TEXT TO READ start
Researchers at Brookhaven National Laboratory have introduced a way to guide the self-assembly of a wide range of novel nanoscale structures using simple polymers as starting materials. The researchers are exploring how these novel shapes might affect a material’s functions. A preliminary analysis, as reported in a recent issue of Nature Communications (https://doi.org/10.1038/s41467-022-34729-0), shows that different shapes have dramatically different electrical conductivity. The work could help guide the design of custom surface coatings with tailored optical, electronic, and mechanical properties for use in sensors, batteries, and filters, for example.

Layering block copolymers and heating them for different times resulted in a range of exotic nanoscale structures. This image shows scanning electron micrographs and cartoon representations of parapets (cylinders on top and lamellae on bottom), a Swiss-cheese-like patchwork of porous lamellae, and aqueducts (lamellae on top of cylinders). Metals or oxides formed in these shapes could have properties useful for sensors, membranes, transistors, for example. Image credit: Brookhaven National Laboratory.
TEXT TO READ end
SHORT TASK A:
Decide whether each statement agrees with the passage on nanoscale structures, answering yes or no and quoting the words of the passage that settle it: (i) The preliminary analysis found that the different shapes have similar electrical conductivity. (ii) Aqueducts consist of lamellae on top of cylinders. (iii) The structures were built from complex polymers as starting materials.
The passage above and the records that come next are separate, unrelated material.
PROVIDED DATA start
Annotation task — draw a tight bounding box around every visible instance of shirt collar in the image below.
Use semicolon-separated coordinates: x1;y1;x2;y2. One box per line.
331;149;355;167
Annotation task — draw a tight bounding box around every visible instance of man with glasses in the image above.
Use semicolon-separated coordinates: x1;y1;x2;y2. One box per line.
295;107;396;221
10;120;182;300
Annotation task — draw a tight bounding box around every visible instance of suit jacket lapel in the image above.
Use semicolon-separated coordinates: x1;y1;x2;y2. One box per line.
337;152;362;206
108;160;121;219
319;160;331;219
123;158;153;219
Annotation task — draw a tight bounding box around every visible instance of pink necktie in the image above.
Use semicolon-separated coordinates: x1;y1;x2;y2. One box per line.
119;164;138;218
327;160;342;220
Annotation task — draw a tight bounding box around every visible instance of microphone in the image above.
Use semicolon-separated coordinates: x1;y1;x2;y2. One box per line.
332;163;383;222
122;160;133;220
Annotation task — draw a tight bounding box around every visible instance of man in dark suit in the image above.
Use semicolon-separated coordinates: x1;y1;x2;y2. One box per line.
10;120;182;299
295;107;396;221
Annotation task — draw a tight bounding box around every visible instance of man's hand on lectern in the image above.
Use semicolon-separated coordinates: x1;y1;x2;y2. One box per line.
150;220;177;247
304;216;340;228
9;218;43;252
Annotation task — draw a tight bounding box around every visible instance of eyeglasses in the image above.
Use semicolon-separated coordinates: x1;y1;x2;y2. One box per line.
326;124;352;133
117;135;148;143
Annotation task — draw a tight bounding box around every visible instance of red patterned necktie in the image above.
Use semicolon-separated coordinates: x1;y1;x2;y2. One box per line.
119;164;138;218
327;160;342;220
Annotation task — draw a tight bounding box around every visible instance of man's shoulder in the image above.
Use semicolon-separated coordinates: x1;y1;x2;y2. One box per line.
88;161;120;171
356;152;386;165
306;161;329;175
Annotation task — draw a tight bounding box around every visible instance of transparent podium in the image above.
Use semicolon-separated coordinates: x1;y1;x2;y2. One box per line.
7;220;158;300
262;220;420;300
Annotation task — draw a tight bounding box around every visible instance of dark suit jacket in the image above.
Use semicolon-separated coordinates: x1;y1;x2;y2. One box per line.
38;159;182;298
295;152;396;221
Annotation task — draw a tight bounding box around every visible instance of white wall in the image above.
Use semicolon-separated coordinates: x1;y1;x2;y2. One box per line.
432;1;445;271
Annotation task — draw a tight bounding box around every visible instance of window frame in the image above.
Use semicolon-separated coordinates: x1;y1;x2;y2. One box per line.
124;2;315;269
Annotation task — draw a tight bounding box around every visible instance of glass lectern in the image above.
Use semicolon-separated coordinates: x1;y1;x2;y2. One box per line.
PROVIDED DATA end
SHORT TASK B:
Extract, without changes, everything in the records from the line containing "on lectern in the image above." down to the end of the records, including both of those lines.

PROBLEM SOLUTION A:
(i) No: "shows that different shapes have dramatically different electrical conductivity"
(ii) Yes: "aqueducts (lamellae on top of cylinders)"
(iii) No: "using simple polymers as starting materials"

PROBLEM SOLUTION B:
Annotation task — draw a tight bounding box around every visible instance of man's hand on lectern in the image above.
Use semicolon-separated coordinates: x1;y1;x2;y2. One box per line.
150;220;177;247
304;216;340;228
9;218;43;252
Annotation task — draw a tight bounding box around every visible instance of eyeglasses in the image above.
Use semicolon-separated coordinates: x1;y1;x2;y2. One box per line.
326;124;352;133
117;135;148;143
Annotation task — draw a tight bounding box around every visible instance of red patterned necktie in the image above.
Use semicolon-separated coordinates: x1;y1;x2;y2. One box per line.
119;164;138;218
327;160;342;220
Annotation task — draw a tight bounding box around every visible instance of man's shoulder in the image above.
Use semicolon-separated coordinates: x1;y1;x2;y2. One box per line.
88;161;120;171
356;152;386;165
306;161;329;175
Annotation task — draw a tight bounding box around every visible instance of transparent podium in the image above.
Use semicolon-separated coordinates: x1;y1;x2;y2. One box per line.
7;220;158;300
262;220;420;300
Annotation task — draw a tight bounding box around every visible instance of dark suit jacket in the image above.
Use semicolon-separated coordinates: x1;y1;x2;y2. One box per line.
38;159;182;298
295;152;396;221
Annotation task — draw a tight bounding box around every visible instance of white wall in the image above.
Use semicolon-separated coordinates: x1;y1;x2;y2. One box per line.
432;1;445;271
Annotation task — draw a tight bounding box around every visible instance of window frame in the image above.
Use semicolon-separated coordinates: x1;y1;x2;y2. One box per line.
124;2;315;269
Annotation task — draw a tight bounding box around every visible instance of glass lectern in the image above.
Use semicolon-separated coordinates: x1;y1;x2;y2. One box per line.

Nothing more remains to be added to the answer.